▶ [Excerpts from a dataset on object pointing]:
*-*-*

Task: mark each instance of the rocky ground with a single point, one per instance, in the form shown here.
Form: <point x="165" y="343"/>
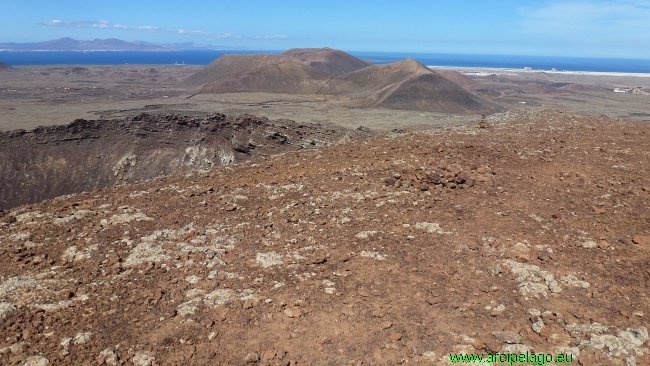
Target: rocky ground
<point x="529" y="235"/>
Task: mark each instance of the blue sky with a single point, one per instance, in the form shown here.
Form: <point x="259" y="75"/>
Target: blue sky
<point x="583" y="28"/>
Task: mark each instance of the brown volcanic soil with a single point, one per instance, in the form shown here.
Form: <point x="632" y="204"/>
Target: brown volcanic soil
<point x="86" y="155"/>
<point x="288" y="77"/>
<point x="531" y="235"/>
<point x="228" y="65"/>
<point x="407" y="85"/>
<point x="404" y="85"/>
<point x="327" y="59"/>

*-*-*

▶ [Challenge]: Copy out all of the records above word for word, leaving the pictures out.

▶ [Task answer]:
Task: mark each instance of the rocky ground with a single point, one per instance, in the form shown here.
Form: <point x="165" y="343"/>
Target: rocky ground
<point x="529" y="235"/>
Task: mark each instance of the blue sky with a single point, one per instance, in the form shown here.
Form: <point x="259" y="75"/>
Target: blue sky
<point x="583" y="28"/>
Task: mark each instance of the brown volcanic soil with a single point, one per instance, in the form shown here.
Form: <point x="632" y="204"/>
Target: brown volcanic soil
<point x="86" y="155"/>
<point x="288" y="77"/>
<point x="531" y="235"/>
<point x="228" y="65"/>
<point x="407" y="85"/>
<point x="404" y="85"/>
<point x="327" y="59"/>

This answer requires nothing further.